++++ MATERIAL FOR THE TASK ++++

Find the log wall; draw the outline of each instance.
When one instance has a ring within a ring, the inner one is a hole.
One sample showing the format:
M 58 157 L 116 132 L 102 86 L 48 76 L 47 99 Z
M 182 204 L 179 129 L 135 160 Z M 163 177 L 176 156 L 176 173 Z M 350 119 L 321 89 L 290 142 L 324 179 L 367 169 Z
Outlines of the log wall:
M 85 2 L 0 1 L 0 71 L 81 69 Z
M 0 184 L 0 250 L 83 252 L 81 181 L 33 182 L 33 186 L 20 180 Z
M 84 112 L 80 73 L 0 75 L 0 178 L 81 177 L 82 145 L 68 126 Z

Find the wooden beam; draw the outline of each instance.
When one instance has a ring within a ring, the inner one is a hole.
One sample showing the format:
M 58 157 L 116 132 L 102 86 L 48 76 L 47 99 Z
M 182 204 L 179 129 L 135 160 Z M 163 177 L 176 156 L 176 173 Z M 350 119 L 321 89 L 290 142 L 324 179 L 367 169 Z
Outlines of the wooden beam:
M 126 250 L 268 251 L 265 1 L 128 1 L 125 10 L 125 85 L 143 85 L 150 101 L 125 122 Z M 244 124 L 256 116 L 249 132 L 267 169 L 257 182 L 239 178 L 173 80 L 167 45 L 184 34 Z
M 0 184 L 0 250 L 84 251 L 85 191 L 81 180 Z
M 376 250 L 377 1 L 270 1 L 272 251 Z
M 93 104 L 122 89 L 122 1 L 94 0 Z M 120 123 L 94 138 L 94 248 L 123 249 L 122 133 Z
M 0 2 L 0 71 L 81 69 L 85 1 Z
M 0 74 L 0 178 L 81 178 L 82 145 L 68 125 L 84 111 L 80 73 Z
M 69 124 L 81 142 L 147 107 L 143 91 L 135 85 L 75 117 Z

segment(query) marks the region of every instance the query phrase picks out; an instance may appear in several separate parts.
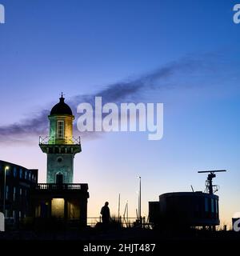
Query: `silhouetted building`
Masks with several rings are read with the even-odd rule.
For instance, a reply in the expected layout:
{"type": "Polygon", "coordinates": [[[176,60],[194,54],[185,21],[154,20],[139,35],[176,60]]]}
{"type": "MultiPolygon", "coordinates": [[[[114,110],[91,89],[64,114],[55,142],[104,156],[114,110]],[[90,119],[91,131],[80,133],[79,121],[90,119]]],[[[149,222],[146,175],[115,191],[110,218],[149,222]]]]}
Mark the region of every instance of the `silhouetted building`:
{"type": "Polygon", "coordinates": [[[73,137],[74,117],[62,95],[48,118],[50,135],[39,140],[40,148],[47,154],[47,183],[38,184],[33,190],[33,214],[86,226],[88,185],[73,183],[74,158],[81,152],[80,138],[73,137]]]}
{"type": "Polygon", "coordinates": [[[0,211],[4,211],[5,189],[6,226],[18,227],[25,218],[32,216],[30,196],[31,190],[36,186],[37,182],[38,170],[0,161],[0,211]]]}
{"type": "Polygon", "coordinates": [[[149,202],[149,220],[159,228],[219,225],[218,196],[202,192],[166,193],[149,202]]]}

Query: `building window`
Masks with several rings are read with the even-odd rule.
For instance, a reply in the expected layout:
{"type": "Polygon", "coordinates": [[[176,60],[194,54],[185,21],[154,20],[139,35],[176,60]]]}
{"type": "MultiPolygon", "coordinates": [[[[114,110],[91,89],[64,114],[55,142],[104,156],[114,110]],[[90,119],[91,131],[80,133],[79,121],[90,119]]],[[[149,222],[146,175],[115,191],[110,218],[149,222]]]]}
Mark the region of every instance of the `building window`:
{"type": "Polygon", "coordinates": [[[17,177],[17,167],[14,168],[14,176],[16,178],[17,177]]]}
{"type": "Polygon", "coordinates": [[[214,199],[211,198],[211,212],[214,212],[214,199]]]}
{"type": "Polygon", "coordinates": [[[16,199],[16,187],[14,186],[14,201],[16,199]]]}
{"type": "Polygon", "coordinates": [[[6,196],[5,196],[5,199],[8,199],[9,198],[9,186],[6,186],[6,196]]]}
{"type": "Polygon", "coordinates": [[[20,177],[20,178],[22,178],[22,168],[20,169],[20,171],[19,171],[19,177],[20,177]]]}
{"type": "Polygon", "coordinates": [[[205,211],[209,211],[207,198],[205,198],[205,211]]]}
{"type": "Polygon", "coordinates": [[[64,138],[64,121],[58,121],[57,137],[58,138],[64,138]]]}
{"type": "Polygon", "coordinates": [[[215,200],[215,206],[216,206],[216,214],[218,213],[218,200],[215,200]]]}

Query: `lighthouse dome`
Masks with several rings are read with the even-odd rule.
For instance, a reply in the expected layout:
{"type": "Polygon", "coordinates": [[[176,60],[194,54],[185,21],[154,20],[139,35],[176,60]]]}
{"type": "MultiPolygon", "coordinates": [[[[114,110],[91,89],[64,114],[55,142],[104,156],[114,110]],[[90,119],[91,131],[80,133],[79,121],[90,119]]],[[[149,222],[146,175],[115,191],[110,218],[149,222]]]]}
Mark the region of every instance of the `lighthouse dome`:
{"type": "Polygon", "coordinates": [[[65,98],[62,97],[59,98],[59,102],[56,104],[51,110],[50,115],[70,114],[73,115],[70,107],[64,102],[65,98]]]}

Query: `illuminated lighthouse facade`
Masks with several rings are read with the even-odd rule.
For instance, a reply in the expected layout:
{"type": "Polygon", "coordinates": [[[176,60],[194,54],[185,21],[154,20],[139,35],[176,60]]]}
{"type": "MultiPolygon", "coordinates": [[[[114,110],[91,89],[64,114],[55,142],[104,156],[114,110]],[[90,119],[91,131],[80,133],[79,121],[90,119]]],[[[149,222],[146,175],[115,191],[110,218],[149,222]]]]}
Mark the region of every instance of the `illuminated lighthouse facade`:
{"type": "Polygon", "coordinates": [[[39,146],[47,155],[47,183],[73,183],[74,159],[81,152],[80,138],[73,137],[73,115],[62,96],[48,116],[50,134],[40,137],[39,146]]]}

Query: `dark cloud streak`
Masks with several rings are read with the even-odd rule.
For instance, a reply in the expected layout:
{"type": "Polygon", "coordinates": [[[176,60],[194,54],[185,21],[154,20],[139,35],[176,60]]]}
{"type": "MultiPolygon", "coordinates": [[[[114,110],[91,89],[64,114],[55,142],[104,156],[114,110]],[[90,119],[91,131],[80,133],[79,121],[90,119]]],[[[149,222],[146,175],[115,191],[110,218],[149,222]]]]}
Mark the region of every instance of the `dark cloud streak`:
{"type": "MultiPolygon", "coordinates": [[[[95,96],[102,96],[104,102],[119,103],[129,98],[138,101],[138,97],[144,90],[167,89],[164,82],[173,78],[179,73],[187,74],[196,69],[202,68],[202,61],[196,59],[186,59],[178,62],[172,62],[152,73],[142,76],[137,79],[117,82],[108,85],[95,94],[77,95],[67,101],[74,114],[77,106],[81,102],[90,102],[94,106],[95,96]]],[[[18,123],[0,126],[0,143],[6,142],[26,142],[26,138],[39,136],[48,134],[47,115],[50,110],[43,110],[35,114],[34,118],[20,121],[18,123]]],[[[84,133],[82,136],[93,136],[93,133],[84,133]]],[[[98,134],[94,134],[94,136],[98,134]]]]}

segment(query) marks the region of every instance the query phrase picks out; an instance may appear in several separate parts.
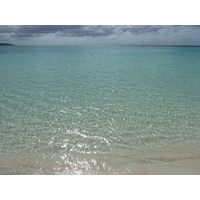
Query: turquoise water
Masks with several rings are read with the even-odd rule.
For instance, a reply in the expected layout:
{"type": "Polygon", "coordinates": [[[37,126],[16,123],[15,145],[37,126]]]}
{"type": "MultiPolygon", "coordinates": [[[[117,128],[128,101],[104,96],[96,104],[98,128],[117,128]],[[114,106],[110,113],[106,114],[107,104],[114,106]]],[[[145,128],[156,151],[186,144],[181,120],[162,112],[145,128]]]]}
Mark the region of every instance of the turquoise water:
{"type": "Polygon", "coordinates": [[[199,141],[199,47],[0,47],[1,157],[199,141]]]}

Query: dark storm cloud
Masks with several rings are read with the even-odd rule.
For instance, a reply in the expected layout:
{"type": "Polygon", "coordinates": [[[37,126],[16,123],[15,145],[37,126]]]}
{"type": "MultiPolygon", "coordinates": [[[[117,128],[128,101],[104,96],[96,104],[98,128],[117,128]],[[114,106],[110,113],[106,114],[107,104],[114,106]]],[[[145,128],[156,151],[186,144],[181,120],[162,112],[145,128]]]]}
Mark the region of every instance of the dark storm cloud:
{"type": "Polygon", "coordinates": [[[87,25],[40,25],[40,26],[0,26],[1,33],[13,33],[13,37],[28,38],[38,37],[44,34],[57,33],[59,36],[83,37],[83,36],[108,36],[114,34],[110,26],[87,25]]]}
{"type": "MultiPolygon", "coordinates": [[[[171,42],[185,43],[191,41],[198,42],[200,26],[199,25],[22,25],[22,26],[0,26],[0,42],[4,41],[34,41],[41,37],[60,39],[64,41],[66,38],[82,39],[87,44],[87,39],[98,40],[104,38],[106,41],[112,41],[109,44],[131,43],[152,43],[162,44],[171,42]],[[62,39],[63,38],[63,39],[62,39]],[[113,39],[114,38],[114,39],[113,39]],[[117,40],[116,40],[117,39],[117,40]]],[[[66,40],[65,40],[66,41],[66,40]]],[[[64,41],[64,42],[65,42],[64,41]]],[[[89,41],[89,40],[88,40],[89,41]]],[[[51,41],[50,41],[51,42],[51,41]]],[[[80,40],[79,40],[80,42],[80,40]]],[[[99,41],[98,41],[99,42],[99,41]]],[[[106,44],[106,43],[105,43],[106,44]]]]}

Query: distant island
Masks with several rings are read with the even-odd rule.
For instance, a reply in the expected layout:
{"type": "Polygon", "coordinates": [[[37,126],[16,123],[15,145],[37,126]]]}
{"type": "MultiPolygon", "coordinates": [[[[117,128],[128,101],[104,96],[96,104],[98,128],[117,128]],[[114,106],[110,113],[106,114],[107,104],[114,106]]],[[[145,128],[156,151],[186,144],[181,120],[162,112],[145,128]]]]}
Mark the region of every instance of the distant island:
{"type": "Polygon", "coordinates": [[[0,46],[15,46],[14,44],[9,43],[0,43],[0,46]]]}

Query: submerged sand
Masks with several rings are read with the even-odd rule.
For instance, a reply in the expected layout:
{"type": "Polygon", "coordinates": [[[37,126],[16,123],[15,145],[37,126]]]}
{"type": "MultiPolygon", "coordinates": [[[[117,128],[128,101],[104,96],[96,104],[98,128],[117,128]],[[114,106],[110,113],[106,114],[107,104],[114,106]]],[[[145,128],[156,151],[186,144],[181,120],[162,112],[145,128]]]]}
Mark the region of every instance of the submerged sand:
{"type": "Polygon", "coordinates": [[[199,175],[200,145],[61,157],[15,155],[0,160],[0,174],[199,175]]]}

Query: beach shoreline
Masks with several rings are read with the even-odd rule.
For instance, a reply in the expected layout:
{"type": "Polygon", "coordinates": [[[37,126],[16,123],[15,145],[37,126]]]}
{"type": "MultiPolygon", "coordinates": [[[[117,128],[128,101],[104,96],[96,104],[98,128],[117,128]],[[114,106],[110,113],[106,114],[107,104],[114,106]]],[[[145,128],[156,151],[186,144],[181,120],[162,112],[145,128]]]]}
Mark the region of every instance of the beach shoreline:
{"type": "Polygon", "coordinates": [[[106,154],[1,156],[3,175],[200,175],[198,144],[106,154]]]}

++++

Copy out every line from the first one through the line containing "M 0 184 L 0 250 L 83", inclusive, and offset each coordinate in the outlines by 95. Leave the other lines, including the format sample, unchanged.

ANSWER TO THIS EXERCISE:
Find the log wall; draw the outline of each instance.
When one instance has a ring within a ring, the inner one is a hole.
One sample showing the format:
M 58 157 L 116 132 L 102 86 L 48 76 L 47 99 Z
M 182 204 L 179 129 L 135 160 Z M 163 177 L 176 156 L 176 173 Z M 350 119 L 321 89 L 290 142 L 324 179 L 367 169 Z
Outlines of the log wall:
M 180 97 L 95 96 L 95 166 L 176 164 Z
M 95 279 L 95 345 L 178 347 L 176 276 L 128 277 L 128 281 L 115 275 Z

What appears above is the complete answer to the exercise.